Зачем публицисты цитируют классиков? Чтобы оттолкнуться, получить исходный импульс, развить, продолжить и углубить.

Чтобы подтвердить свою правоту (классик на то и классик, чтобы «твою» выстраданную мысль выразить лучше, а главное, раньше, избавив тебя от необходимости прилагать лишние усилия).

Чтобы поспорить с классиком.

Чтобы столкнуть лбами двух признанных авторитетов, а самому при этом остаться как бы над схваткой и смаковать сложность духовной жизни и антиномии чистого разума (диаметрально противоположные тезисы, оказывается, могут быть доказаны с равным успехом).

Одного нельзя: ссылаться на классика ВМЕСТО аргумента. То есть можно, конечно, но предварительно надо убедиться в том, что у тебя и у твоего оппонента есть общие классики, общие авторитеты. Как Священное Писание – и для Римского папы, и для Лютера, Кант, Шеллинг и Гегель – для славянофилов и западников, Маркс – для большевиков и меньшевиков, Ленин – для сталинистов и троцкистов-зиновьевцев-бухаринцев.

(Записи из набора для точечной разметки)

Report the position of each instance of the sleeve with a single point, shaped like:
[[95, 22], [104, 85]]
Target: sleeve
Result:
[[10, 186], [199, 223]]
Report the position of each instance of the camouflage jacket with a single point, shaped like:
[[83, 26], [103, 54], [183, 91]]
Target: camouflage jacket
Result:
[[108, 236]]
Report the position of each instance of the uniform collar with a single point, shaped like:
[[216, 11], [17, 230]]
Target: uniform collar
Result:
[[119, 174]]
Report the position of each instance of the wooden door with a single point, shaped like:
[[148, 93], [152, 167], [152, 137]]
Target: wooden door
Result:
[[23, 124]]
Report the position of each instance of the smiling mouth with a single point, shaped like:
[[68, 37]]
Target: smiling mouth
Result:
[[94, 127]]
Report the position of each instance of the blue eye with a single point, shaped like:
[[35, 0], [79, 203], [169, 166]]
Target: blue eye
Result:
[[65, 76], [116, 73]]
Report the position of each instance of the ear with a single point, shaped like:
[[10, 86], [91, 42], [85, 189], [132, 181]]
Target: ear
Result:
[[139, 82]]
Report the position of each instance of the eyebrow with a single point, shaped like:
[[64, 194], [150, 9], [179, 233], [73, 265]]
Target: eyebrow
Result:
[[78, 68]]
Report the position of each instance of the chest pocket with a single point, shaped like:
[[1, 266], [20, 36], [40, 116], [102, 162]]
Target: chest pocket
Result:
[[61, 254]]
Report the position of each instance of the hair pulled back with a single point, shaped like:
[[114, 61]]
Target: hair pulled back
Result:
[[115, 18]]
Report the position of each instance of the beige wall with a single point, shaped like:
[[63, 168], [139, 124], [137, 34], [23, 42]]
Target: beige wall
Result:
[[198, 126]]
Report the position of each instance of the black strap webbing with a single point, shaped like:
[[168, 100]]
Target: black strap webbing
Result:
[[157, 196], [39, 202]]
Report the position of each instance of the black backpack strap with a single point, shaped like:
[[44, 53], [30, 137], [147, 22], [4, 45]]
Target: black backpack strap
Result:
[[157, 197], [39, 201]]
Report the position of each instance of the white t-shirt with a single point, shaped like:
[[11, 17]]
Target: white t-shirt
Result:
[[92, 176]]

## ЧТО СДЕЛАТЬ
- a) Перепишите часть текста о цитировании классиков, начиная с «Одного нельзя: ссылаться» и продолжая до «сталинистов и троцкистов-зиновьевцев-бухаринцев.», заменив «Лютера» на «Кальвина».
- b) Допишите продолжение текста о цитировании классиков после его последнего предложения.
Эти записи взяты из другого источника.

## ОТВЕТЫ К УПРАЖНЕНИЯМ
- a)
Одного нельзя: ссылаться на классика ВМЕСТО аргумента. То есть можно, конечно, но предварительно надо убедиться в том, что у тебя и у твоего оппонента есть общие классики, общие авторитеты. Как Священное Писание – и для Римского папы, и для Кальвина, Кант, Шеллинг и Гегель – для славянофилов и западников, Маркс – для большевиков и меньшевиков, Ленин – для сталинистов и троцкистов-зиновьевцев-бухаринцев.

- b)
В нынешней практике журнально-интернетных полемик авторы приводят цитату из Достоевского (К.Леонтьева, В.Соловьева, Розанова, Бердяева, о.Флоренского, Ильина, Солоневича, Солженицына и т.д.) с торжествующим видом, делая оппоненту длинный нос и показывая язык: что, мол, съел? И теряются, если противник пожимает плечами:

- Ну, говорил так Достоевский (Леонтьев, Розанов, Ильин, Бердяев и т.д.), и что из этого? Достоевский сказал много удивительно мудрого и верного, но случалось ему изрекать и странные, скажем так, вещи. Так же, как и Розанову, Ильину и т.д.

* * * *


Кстати, вспомнилось, как я спорил с одним деятелем из Ростовского обкома КПСС (сразу скажу, что на дворе стоял 1986 год, когда беспартийный журналист уже мог без особых последствий для себя спорить с партюком).

Я доказывал, что такой-то «почин трудящихся», хоть и был два-три года назад одобрен бюро обкома, глуп и, в конечном счете, вреден.

Представитель номенклатуры возразить ничего не мог, так как «владел вопросом» гораздо хуже меня.

Так вот, человек, призванный «обеспечить повсеместное внедрение ценного патриотического почина», толком не понимая, чтО это за почин такой и в чем его суть, не возражал мне по существу проблемы, а только повторял:

- А вы читали статью о нашем почине в журнале «Партийная жизнь»?.. Вы, наверное, не читали статью в «Партийной жизни»... Если бы вы глубоко изучили статью в «Партийной жизни», вы бы так не говорили.

А ведь я знал, что эту статью в «Партийной жизни» мой собеседник сам же и «организовал», и знал людей, которые эту статью под его чутким руководством «готовили». Но текст, опубликованный в «Партийной жизни», оторвался от своих создателей, приобрел сакральные черты. Так мастер, вырезавший из бревна изваяние Мадонны, поклоняется в храме делу рук своих.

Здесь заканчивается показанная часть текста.